▸ **Given task 1**:
Return the portion of the post on unemployment since the 2007 peak starting with "27 December 2013" and going on through "rose by 3,262,000.", copied word for word.

▸ **Provided passage**:

Posts Tagged ‘little depression’

Six years of pain

27 December 2013

Six years ago this month, the US economy officially peaked. We didn’t know it till a year later when NBER made the call, but the labor market has never been the same. The unemployment rate crept upward through the summer of 2008, before exploding that fall and reaching double digits the next fall (up from 4.5% in the first half of 2007), several months after the recession officially ended in June 2009. People call that devastating eighteen months the Great Recession, but I prefer to call this whole six years (and counting) the Little Depression because the economy — and the labor market in particular — remains so depressed.

Consider the change from December 2007 to now (or rather to November 2013, the most recent month we have data for):

The adult (age 16+ population) grew by 13,411,000.

Employment shrunk by 1,887,000.

Unemployment rose by 3,262,000.

▸ **Given task 2**:
Report every line of the listing below that contains the word "soldier", copying each one in full.

Labeled-object pointing listing:
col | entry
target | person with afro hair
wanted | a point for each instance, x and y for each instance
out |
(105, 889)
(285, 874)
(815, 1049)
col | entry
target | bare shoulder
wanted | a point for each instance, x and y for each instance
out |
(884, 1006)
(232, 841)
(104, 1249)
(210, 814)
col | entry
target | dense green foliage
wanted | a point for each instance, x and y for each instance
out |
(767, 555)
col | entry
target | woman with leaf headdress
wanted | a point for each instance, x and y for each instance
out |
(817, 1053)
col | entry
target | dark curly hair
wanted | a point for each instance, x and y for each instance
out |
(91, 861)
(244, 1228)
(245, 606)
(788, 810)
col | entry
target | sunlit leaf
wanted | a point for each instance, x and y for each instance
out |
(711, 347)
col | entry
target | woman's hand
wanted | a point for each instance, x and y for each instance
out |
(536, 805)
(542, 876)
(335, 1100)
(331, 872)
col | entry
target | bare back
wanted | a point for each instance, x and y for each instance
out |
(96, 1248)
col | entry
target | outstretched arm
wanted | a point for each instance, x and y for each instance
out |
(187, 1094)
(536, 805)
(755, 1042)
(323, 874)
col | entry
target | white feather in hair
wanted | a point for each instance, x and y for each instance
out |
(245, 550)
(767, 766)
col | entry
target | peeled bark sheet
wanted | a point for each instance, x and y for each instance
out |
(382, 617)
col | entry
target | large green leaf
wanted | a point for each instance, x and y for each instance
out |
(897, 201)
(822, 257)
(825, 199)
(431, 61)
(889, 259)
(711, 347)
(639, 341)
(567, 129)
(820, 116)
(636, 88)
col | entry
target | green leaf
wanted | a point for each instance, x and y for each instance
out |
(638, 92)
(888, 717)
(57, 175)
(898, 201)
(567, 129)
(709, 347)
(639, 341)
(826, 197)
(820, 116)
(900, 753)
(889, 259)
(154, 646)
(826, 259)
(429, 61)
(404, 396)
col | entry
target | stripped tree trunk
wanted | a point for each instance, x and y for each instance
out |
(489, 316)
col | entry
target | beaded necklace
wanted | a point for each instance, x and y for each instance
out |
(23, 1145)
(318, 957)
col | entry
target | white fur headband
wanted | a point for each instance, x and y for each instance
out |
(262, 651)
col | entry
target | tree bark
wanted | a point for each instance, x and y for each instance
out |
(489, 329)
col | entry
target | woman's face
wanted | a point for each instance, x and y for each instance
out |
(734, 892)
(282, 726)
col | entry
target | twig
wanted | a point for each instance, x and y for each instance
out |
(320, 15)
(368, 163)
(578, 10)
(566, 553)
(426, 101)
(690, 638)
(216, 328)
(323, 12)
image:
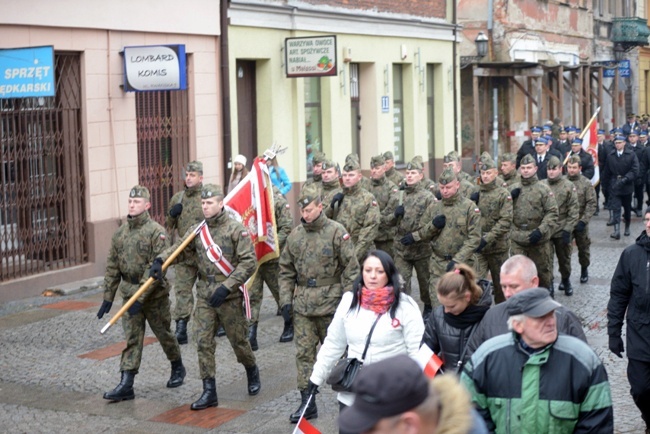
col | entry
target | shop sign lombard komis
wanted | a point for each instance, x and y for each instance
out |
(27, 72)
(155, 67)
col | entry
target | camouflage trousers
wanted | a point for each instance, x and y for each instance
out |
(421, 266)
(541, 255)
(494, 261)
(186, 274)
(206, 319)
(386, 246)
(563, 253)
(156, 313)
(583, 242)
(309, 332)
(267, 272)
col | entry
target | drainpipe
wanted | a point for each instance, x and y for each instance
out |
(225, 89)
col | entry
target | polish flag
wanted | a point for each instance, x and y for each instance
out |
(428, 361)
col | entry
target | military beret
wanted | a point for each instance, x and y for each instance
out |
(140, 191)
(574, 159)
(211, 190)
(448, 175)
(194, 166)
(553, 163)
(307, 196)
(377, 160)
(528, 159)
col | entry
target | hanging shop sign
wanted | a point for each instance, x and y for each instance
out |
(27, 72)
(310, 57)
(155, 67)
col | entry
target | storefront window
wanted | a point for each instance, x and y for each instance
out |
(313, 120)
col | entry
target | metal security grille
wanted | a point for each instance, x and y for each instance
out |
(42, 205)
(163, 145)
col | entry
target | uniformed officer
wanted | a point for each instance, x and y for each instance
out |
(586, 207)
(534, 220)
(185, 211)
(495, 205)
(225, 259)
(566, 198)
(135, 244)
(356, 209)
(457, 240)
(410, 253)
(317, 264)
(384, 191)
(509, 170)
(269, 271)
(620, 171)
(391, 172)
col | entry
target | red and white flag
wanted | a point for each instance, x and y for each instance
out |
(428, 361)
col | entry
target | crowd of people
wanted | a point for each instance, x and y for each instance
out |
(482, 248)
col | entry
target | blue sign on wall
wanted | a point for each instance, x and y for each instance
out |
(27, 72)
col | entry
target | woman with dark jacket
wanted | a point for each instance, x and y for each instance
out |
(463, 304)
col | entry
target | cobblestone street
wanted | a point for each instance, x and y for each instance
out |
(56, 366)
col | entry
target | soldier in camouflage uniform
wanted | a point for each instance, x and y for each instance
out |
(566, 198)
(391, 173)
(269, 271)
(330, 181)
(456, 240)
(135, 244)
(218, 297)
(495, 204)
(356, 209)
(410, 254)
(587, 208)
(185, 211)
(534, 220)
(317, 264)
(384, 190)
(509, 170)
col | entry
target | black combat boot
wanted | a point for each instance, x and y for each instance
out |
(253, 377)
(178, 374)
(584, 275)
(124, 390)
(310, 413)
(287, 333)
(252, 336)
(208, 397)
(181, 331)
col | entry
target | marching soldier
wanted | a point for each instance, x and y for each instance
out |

▸ **Written answer 1**:
27 December 2013

Six years ago this month, the US economy officially peaked. We didn’t know it till a year later when NBER made the call, but the labor market has never been the same. The unemployment rate crept upward through the summer of 2008, before exploding that fall and reaching double digits the next fall (up from 4.5% in the first half of 2007), several months after the recession officially ended in June 2009. People call that devastating eighteen months the Great Recession, but I prefer to call this whole six years (and counting) the Little Depression because the economy — and the labor market in particular — remains so depressed.

Consider the change from December 2007 to now (or rather to November 2013, the most recent month we have data for):

The adult (age 16+ population) grew by 13,411,000.

Employment shrunk by 1,887,000.

Unemployment rose by 3,262,000.

▸ **Written answer 2**:
target | soldier in camouflage uniform
target | marching soldier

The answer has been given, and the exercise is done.